YOUR INSTRUCTIONS >>
Take down each entry exactly as written.
BEGIN MATERIAL FOR THIS TASK
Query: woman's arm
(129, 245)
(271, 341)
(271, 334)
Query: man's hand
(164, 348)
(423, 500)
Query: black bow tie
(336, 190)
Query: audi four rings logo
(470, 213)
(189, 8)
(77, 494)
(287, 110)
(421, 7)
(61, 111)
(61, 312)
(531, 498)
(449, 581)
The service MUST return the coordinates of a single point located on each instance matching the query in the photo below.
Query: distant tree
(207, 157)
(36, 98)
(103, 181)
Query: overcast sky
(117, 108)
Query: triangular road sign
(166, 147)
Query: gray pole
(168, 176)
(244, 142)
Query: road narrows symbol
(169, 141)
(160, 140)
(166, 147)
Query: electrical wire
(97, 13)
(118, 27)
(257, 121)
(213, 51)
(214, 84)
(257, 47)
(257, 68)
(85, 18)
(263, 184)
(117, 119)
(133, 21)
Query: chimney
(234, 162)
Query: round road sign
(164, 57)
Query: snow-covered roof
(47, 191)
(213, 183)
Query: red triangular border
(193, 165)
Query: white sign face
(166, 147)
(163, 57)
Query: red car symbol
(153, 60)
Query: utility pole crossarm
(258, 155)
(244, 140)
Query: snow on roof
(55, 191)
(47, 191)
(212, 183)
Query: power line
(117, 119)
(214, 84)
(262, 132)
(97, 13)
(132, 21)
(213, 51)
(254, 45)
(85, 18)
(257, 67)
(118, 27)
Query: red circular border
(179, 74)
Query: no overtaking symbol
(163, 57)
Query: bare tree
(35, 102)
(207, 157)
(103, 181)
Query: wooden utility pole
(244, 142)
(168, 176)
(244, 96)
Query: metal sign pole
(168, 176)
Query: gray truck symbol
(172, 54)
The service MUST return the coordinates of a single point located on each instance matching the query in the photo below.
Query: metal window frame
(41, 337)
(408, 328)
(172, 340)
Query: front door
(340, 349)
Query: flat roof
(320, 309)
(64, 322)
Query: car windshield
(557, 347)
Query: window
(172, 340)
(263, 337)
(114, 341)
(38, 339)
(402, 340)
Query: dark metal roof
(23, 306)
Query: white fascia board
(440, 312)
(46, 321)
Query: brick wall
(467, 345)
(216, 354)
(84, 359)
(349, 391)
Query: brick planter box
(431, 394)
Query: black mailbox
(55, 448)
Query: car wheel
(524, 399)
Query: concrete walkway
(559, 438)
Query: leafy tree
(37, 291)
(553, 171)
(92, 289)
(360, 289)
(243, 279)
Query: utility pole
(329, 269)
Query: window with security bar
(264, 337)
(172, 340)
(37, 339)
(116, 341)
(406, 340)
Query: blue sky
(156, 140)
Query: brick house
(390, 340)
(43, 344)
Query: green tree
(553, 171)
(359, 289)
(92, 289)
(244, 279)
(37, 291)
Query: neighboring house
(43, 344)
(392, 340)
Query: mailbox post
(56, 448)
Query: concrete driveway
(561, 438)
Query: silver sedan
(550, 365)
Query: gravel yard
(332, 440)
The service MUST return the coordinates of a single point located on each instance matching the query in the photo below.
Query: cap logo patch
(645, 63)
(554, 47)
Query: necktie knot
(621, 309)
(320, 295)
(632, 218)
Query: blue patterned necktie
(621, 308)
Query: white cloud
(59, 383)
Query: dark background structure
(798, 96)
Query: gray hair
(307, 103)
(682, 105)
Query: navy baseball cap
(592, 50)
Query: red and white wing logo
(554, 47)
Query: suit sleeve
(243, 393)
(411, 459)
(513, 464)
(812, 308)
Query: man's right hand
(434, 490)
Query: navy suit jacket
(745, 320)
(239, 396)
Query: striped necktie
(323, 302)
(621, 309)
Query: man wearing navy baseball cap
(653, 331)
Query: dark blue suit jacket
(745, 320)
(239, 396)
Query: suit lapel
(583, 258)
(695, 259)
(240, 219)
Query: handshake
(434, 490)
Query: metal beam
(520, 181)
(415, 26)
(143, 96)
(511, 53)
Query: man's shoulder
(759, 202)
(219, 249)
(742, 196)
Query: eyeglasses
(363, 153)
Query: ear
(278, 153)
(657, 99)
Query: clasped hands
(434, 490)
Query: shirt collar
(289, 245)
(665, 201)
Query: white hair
END MATERIAL FOR THIS TASK
REPLY TO THE TASK >>
Query: woman's arm
(129, 245)
(271, 341)
(271, 334)
Query: man's hand
(164, 348)
(423, 500)
Query: black bow tie
(336, 190)
Query: audi four rings logo
(470, 213)
(189, 8)
(77, 494)
(287, 110)
(421, 7)
(61, 111)
(61, 312)
(531, 498)
(449, 581)
The service MUST return the coordinates of a single point located on each instance matching the query in the photo below.
Query: distant tree
(207, 157)
(36, 98)
(103, 181)
Query: overcast sky
(117, 108)
Query: triangular road sign
(166, 147)
Query: gray pole
(168, 176)
(244, 142)
Query: road narrows symbol
(169, 141)
(160, 140)
(166, 147)
Query: electrical wire
(97, 13)
(118, 27)
(257, 121)
(213, 51)
(214, 84)
(257, 47)
(257, 68)
(85, 18)
(263, 184)
(117, 119)
(133, 21)
Query: chimney
(234, 162)
Query: round road sign
(164, 57)
Query: snow-covered roof
(47, 191)
(213, 183)
Query: red triangular border
(193, 165)
Query: white sign face
(166, 147)
(163, 57)
Query: red car symbol
(153, 60)
Query: utility pole crossarm
(258, 155)
(244, 140)
Query: snow on roof
(55, 191)
(47, 191)
(212, 183)
Query: power line
(117, 119)
(214, 84)
(262, 132)
(97, 13)
(132, 21)
(213, 51)
(254, 45)
(85, 18)
(257, 67)
(118, 27)
Query: red circular border
(179, 74)
Query: no overtaking symbol
(163, 57)
Query: bare tree
(35, 102)
(207, 157)
(103, 181)
Query: wooden utility pole
(244, 142)
(168, 176)
(244, 96)
Query: metal sign pole
(168, 176)
Query: gray truck symbol
(172, 54)
The service MUST return the coordinates of a single point located on each instance matching the query in the photo below.
Query: metal window frame
(41, 337)
(408, 328)
(172, 340)
Query: front door
(340, 349)
Query: flat roof
(320, 309)
(64, 322)
Query: car windshield
(557, 347)
Query: window
(172, 340)
(263, 337)
(114, 341)
(38, 339)
(402, 340)
Query: dark metal roof
(23, 306)
Query: white fascia board
(440, 312)
(46, 321)
Query: brick wall
(467, 345)
(216, 354)
(84, 359)
(349, 391)
Query: brick planter box
(431, 394)
Query: black mailbox
(55, 448)
Query: car wheel
(524, 399)
Query: concrete walkway
(559, 438)
Query: leafy tree
(37, 291)
(553, 171)
(92, 289)
(360, 289)
(243, 279)
Query: utility pole
(329, 269)
Query: window with security bar
(264, 337)
(172, 340)
(37, 339)
(116, 341)
(406, 340)
Query: blue sky
(156, 140)
Query: brick house
(390, 340)
(43, 344)
Query: green tree
(553, 171)
(359, 289)
(92, 289)
(244, 279)
(37, 291)
Query: neighboring house
(43, 344)
(392, 340)
Query: mailbox post
(56, 448)
Query: concrete driveway
(561, 438)
Query: silver sedan
(550, 365)
Query: gravel yard
(332, 440)
The service MUST return the coordinates of a single point located on each instance matching the query in the photo below.
Query: cap logo patch
(645, 63)
(554, 47)
Query: necktie knot
(621, 309)
(320, 295)
(632, 218)
Query: blue patterned necktie
(621, 308)
Query: white cloud
(59, 383)
Query: dark background structure
(798, 96)
Query: gray hair
(307, 103)
(682, 105)
Query: navy baseball cap
(592, 50)
Query: red and white wing logo
(554, 47)
Query: suit sleeve
(243, 393)
(411, 459)
(513, 464)
(812, 308)
Query: man's right hand
(434, 490)
Query: navy suit jacket
(745, 320)
(239, 396)
Query: striped necktie
(323, 302)
(621, 309)
Query: man wearing navy baseball cap
(653, 331)
Query: dark blue suit jacket
(745, 320)
(239, 396)
Query: suit lapel
(583, 258)
(695, 259)
(240, 219)
Query: handshake
(434, 490)
Query: metal beam
(520, 181)
(415, 26)
(143, 96)
(511, 53)
Query: man's shoulder
(759, 202)
(219, 249)
(742, 196)
Query: eyeglasses
(363, 153)
Query: ear
(278, 153)
(657, 99)
Query: clasped hands
(434, 490)
Query: shirt collar
(289, 245)
(665, 201)
Query: white hair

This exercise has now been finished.